Write out the part of the screen setup thread starting with "Come on guys" and going on through "one of those.", word for word.

**Source:**

==*==

# Screen Set Up



## G_Funk013 (Jul 9, 2002)

I am planning on buying an overhead flip down screen for my sentra. I just want to know if anyone has this in their car and what is everything I need to install it.


----------



## nismoprincess (Sep 27, 2002)

just a suggestion.......an indash unit would be a much better choice then a flip down unit in such a compact car. Flip downs are made mainly for fullsize or suv's.


----------



## G_Funk013 (Jul 9, 2002)

Can I buy any indash screen and connect it to current headunit?


----------



## G_Funk013 (Jul 9, 2002)

Come on guys I need some help. Im going to bu a screen but need some answers first.


----------



## mirrortints (Aug 15, 2002)

How much money you got? You most likely can't get a screen to hook up to your current head unit, you'd need a HU with dvd capabilities. Save up your money and get an in-dash flip out unit. But...get a good one, don't get some cheap ass pyle or something like that. Pioneer, clarion, kenwood, something like that. Probably 900-1400 for one of those.


----------



## nak1 (May 17, 2002)

neither an overhead flipdown or a fold out will hook up to your factory head unit unless you have AV outs..... 

Correct me if im wrong. Like mirrortints said.... you will need DVD capabilities.


----------



## G_Funk013 (Jul 9, 2002)

I dont have that much money. I might put a PS2 in it. I went by Circuit City and they told me that I am going to have to get an FM Modulator to get sound. And I decided to go with an indash unit.


----------



## SentraStyleEMW (Aug 15, 2002)

==*==

**Raw records:**

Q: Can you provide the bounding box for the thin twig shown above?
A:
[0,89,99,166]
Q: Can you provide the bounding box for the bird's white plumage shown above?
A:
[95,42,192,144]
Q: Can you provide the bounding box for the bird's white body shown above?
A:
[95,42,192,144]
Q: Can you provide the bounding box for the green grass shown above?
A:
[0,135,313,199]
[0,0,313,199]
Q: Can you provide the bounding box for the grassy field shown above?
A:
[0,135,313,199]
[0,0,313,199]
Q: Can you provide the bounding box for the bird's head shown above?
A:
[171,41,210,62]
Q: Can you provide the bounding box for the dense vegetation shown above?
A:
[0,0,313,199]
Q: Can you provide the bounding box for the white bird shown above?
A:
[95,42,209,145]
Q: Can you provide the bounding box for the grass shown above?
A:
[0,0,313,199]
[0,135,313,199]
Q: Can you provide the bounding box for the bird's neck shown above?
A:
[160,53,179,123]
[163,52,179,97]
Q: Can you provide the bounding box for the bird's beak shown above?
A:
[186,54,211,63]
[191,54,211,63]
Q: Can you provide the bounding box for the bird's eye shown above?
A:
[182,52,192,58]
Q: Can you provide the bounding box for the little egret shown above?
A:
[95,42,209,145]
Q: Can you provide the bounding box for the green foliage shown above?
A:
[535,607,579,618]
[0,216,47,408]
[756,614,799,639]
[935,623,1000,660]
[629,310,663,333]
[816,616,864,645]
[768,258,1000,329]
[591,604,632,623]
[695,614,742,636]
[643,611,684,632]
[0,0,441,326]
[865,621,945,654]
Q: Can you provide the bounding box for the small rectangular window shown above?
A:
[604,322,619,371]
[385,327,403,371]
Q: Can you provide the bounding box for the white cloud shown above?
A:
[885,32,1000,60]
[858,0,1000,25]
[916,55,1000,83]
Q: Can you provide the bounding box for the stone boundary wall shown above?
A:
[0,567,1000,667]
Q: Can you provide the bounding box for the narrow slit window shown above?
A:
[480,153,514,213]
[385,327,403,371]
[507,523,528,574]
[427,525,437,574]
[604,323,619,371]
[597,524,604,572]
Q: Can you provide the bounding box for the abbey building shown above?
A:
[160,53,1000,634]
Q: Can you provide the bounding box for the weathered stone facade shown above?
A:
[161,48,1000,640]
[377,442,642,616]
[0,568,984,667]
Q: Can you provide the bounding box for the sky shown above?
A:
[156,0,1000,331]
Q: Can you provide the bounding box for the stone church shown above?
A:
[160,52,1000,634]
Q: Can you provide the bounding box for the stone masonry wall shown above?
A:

==*==

**Solved exercise:**
Come on guys I need some help. Im going to bu a screen but need some answers first.


----------



## mirrortints (Aug 15, 2002)

How much money you got? You most likely can't get a screen to hook up to your current head unit, you'd need a HU with dvd capabilities. Save up your money and get an in-dash flip out unit. But...get a good one, don't get some cheap ass pyle or something like that. Pioneer, clarion, kenwood, something like that. Probably 900-1400 for one of those.